• SET TASK
Report how many lines of the records below contain the string "syrup". Give only the number.

·····

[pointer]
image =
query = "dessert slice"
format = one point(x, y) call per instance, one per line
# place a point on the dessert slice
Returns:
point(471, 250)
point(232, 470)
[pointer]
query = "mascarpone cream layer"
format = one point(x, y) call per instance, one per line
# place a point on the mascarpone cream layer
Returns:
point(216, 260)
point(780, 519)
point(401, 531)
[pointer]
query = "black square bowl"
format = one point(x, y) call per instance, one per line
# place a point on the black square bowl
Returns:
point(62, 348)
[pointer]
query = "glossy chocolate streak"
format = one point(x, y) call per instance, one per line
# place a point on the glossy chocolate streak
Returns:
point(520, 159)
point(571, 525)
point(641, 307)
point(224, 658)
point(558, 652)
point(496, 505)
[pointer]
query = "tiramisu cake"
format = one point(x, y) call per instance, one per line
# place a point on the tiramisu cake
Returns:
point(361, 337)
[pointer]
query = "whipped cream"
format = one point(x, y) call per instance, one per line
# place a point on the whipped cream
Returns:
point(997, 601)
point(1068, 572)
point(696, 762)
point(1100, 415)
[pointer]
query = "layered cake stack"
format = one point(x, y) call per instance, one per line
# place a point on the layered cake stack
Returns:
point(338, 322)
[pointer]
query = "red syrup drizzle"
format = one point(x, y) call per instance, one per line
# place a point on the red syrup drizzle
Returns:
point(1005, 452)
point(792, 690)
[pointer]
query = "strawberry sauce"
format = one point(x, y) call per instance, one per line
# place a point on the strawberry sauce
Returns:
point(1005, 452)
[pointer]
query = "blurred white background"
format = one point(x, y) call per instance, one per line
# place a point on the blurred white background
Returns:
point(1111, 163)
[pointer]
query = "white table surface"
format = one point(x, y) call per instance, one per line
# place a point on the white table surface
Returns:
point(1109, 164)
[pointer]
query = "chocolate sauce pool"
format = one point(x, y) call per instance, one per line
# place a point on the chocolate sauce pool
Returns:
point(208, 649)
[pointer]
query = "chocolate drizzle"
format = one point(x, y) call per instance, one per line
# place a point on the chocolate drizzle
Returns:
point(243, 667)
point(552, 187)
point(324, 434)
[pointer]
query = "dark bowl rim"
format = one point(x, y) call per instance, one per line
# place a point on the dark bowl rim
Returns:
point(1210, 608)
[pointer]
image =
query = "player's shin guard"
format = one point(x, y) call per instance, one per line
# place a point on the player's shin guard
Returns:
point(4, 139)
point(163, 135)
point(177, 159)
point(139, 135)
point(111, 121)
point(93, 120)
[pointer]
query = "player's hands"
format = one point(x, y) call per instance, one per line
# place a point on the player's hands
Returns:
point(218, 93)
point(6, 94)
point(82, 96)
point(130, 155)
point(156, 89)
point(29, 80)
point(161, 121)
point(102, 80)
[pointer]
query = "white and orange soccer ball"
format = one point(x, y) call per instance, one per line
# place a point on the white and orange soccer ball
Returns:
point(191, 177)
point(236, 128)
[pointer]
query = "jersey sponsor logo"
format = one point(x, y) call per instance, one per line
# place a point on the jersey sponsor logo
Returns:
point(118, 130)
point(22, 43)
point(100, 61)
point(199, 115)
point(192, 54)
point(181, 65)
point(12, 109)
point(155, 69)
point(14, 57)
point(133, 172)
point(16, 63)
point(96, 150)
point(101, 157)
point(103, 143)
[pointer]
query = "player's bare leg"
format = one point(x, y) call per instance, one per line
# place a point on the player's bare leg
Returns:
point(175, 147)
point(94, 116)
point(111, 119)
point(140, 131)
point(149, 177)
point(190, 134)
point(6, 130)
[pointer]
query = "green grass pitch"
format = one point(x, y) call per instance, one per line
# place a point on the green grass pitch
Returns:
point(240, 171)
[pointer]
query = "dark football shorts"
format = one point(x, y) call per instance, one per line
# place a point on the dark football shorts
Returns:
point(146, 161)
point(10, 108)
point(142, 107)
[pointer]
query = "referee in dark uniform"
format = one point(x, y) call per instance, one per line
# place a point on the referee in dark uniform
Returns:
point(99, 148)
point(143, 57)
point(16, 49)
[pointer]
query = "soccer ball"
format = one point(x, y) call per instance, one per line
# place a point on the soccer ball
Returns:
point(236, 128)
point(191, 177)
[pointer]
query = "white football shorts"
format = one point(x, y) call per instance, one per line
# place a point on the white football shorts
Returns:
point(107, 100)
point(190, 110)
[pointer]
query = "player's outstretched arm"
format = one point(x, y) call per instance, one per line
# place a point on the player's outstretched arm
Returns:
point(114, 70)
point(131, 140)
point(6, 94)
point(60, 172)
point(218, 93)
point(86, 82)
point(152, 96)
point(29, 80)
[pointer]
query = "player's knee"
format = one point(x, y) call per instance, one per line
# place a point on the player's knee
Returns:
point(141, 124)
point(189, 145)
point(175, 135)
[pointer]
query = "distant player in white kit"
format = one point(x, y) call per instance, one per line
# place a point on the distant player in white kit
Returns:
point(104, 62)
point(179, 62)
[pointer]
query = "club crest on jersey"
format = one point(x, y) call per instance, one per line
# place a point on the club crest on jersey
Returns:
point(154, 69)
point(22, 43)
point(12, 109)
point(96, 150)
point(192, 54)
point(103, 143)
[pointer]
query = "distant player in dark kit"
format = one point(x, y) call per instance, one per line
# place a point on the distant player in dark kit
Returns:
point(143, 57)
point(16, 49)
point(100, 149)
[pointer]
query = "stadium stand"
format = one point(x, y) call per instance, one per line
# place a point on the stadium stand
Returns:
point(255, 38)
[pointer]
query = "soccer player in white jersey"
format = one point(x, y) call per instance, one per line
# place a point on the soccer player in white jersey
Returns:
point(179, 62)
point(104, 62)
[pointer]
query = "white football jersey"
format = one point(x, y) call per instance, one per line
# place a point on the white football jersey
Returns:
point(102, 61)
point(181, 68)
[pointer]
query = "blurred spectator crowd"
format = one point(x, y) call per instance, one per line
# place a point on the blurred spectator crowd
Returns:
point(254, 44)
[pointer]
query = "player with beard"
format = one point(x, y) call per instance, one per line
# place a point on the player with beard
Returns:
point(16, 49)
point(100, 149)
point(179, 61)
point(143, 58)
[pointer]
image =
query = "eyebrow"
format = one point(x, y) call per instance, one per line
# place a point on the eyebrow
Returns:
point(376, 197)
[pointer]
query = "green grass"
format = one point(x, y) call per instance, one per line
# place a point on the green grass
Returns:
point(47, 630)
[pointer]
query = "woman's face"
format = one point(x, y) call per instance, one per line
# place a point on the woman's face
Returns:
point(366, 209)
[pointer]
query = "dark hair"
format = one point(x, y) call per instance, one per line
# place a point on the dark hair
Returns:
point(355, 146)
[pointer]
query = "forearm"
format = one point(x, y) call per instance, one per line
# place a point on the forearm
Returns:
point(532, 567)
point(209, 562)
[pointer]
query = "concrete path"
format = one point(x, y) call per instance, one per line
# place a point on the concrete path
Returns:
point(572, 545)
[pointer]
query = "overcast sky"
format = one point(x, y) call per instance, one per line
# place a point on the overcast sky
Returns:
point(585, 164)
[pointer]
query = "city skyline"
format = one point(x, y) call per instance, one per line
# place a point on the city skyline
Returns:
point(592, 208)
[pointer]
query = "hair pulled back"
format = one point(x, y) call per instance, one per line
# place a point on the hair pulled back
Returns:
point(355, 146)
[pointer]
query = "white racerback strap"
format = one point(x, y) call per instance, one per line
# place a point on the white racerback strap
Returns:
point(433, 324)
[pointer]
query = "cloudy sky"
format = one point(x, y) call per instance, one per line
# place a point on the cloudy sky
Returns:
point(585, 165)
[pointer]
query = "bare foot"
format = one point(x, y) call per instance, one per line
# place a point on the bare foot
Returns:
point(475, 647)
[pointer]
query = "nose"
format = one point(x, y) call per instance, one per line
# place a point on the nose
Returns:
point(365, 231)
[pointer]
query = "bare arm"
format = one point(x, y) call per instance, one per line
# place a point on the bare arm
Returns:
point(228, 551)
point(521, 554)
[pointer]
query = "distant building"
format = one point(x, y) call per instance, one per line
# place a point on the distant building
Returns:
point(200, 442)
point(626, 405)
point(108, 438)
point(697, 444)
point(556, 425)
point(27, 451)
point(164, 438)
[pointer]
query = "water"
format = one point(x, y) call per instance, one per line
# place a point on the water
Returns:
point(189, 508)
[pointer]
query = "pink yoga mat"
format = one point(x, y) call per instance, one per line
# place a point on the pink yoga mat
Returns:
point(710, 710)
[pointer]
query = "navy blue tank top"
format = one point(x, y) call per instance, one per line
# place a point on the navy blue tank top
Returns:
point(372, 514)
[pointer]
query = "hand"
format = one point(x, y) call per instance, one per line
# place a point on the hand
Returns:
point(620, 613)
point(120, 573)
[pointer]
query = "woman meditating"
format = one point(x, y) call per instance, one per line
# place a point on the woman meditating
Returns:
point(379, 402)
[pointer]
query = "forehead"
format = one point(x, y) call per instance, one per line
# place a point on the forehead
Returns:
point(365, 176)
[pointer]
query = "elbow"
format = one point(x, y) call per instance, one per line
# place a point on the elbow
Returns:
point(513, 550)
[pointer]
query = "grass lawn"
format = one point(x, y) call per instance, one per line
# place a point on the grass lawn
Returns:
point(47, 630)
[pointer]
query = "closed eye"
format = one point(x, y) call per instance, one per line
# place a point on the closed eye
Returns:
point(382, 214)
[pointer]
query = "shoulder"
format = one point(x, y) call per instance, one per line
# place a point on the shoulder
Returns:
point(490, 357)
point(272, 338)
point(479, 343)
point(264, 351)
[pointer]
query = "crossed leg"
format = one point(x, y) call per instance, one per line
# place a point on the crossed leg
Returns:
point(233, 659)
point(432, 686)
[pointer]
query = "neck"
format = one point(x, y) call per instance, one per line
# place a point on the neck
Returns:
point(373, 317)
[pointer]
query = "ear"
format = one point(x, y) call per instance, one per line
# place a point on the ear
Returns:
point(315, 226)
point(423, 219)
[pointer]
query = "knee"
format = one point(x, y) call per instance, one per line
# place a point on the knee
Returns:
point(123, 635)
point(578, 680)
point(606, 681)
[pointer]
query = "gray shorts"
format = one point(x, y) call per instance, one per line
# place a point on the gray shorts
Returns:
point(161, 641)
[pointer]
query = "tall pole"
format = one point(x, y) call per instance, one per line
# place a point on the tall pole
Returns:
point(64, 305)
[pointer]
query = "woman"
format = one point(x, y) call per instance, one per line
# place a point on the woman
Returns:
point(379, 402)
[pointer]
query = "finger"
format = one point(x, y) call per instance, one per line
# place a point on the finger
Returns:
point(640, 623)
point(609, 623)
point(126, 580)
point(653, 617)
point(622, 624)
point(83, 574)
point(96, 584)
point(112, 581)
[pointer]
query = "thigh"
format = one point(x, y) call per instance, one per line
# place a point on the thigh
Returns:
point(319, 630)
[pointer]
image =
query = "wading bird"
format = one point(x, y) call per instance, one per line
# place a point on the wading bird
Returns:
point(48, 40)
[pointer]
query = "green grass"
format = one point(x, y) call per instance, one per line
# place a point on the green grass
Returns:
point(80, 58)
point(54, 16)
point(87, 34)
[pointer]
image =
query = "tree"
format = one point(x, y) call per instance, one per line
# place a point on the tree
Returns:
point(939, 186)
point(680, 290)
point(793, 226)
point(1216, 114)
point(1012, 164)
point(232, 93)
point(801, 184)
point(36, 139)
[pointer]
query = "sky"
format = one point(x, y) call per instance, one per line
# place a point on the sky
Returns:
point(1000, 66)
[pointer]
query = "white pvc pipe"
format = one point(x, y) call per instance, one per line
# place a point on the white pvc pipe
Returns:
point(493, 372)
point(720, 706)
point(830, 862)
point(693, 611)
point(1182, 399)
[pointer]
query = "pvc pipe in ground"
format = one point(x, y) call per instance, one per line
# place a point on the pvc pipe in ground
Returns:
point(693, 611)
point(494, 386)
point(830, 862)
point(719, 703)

·····

• SOLUTION BELOW
2